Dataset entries
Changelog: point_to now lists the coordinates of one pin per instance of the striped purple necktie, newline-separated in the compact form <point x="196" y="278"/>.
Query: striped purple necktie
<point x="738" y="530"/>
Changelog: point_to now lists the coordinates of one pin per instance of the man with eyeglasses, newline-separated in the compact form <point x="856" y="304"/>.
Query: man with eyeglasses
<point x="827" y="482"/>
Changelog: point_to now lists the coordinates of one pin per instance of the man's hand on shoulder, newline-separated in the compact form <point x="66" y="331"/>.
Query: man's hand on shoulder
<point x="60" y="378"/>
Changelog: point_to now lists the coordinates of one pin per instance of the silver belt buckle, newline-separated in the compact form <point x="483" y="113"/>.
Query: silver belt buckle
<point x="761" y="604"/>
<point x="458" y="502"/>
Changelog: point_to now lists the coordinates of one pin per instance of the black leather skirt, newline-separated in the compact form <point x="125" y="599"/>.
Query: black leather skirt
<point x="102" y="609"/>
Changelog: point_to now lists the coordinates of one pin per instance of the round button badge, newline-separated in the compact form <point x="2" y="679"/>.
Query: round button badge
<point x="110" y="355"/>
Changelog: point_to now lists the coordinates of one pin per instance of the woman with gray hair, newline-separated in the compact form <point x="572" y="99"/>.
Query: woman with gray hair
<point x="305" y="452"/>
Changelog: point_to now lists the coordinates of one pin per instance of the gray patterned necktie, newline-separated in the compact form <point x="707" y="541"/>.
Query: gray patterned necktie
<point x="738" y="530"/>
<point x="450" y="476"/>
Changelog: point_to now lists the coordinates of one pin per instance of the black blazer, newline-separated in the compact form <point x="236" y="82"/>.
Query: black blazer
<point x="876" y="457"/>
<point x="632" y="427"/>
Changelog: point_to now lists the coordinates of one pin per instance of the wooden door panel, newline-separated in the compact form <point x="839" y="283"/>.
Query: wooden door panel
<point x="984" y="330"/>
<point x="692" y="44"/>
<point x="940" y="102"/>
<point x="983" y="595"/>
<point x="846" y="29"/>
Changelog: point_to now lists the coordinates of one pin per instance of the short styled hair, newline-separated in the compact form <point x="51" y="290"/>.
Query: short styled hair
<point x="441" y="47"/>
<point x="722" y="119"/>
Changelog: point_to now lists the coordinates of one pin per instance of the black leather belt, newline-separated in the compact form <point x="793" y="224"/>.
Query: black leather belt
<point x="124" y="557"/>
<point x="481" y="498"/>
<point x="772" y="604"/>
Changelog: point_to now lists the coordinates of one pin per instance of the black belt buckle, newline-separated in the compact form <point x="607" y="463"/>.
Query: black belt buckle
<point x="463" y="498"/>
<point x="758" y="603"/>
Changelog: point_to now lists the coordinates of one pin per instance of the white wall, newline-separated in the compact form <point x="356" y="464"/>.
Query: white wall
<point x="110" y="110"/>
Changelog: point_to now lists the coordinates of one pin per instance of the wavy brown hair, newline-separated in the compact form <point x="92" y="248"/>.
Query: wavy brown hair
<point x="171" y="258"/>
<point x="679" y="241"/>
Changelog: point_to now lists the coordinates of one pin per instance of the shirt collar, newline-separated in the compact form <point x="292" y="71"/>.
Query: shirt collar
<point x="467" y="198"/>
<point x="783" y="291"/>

...

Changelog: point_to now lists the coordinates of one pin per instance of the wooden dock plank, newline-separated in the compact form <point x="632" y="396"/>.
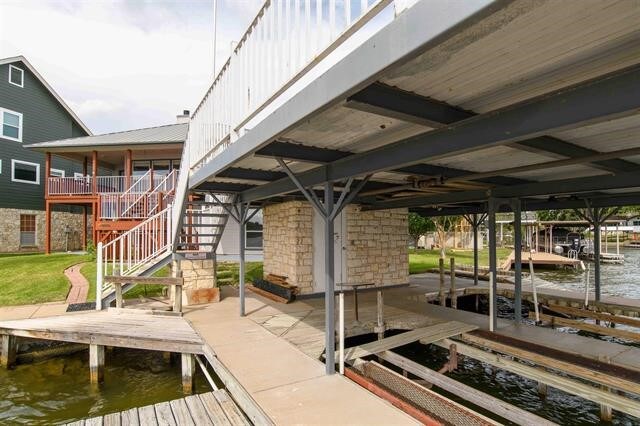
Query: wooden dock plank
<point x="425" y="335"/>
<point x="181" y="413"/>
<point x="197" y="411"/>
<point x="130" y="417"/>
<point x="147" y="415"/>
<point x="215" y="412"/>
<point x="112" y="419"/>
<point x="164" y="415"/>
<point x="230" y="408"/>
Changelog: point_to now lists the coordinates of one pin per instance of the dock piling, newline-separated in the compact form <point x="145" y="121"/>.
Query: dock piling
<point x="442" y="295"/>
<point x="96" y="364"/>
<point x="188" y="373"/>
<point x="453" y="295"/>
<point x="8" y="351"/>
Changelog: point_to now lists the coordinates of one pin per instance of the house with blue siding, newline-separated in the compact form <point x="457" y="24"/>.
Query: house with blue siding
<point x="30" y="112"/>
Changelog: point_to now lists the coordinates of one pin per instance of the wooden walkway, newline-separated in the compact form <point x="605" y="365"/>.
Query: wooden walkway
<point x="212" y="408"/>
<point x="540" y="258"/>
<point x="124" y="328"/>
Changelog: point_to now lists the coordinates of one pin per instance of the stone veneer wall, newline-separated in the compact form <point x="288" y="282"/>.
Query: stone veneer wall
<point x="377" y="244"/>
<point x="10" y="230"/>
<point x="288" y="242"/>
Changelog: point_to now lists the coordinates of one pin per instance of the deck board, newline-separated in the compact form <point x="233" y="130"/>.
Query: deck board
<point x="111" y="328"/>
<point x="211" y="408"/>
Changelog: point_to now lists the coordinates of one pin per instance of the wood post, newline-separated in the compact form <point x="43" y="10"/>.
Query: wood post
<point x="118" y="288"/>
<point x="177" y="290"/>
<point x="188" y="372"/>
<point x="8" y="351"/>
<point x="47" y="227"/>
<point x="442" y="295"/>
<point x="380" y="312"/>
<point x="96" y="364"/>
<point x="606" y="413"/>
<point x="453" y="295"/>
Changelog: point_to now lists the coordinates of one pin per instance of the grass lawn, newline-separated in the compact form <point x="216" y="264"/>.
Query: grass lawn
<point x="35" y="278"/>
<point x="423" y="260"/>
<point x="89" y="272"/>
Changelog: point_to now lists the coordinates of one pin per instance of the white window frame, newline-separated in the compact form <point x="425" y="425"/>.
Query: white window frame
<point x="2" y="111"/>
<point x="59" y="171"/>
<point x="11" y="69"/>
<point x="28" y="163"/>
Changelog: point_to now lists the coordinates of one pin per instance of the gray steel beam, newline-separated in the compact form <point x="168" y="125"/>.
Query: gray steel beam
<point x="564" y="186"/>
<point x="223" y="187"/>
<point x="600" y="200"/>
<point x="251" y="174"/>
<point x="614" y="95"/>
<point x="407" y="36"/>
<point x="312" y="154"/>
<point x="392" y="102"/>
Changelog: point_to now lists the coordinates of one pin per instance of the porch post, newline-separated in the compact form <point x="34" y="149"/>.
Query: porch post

Exercise prompt -> Where does the word "porch" appear in the records? Copy every line that holds it.

Result for this task ->
Changelog: point_to now lists the coordinates of one pin per instance of the porch post, newline-separated in the compact form <point x="34" y="149"/>.
Query: porch post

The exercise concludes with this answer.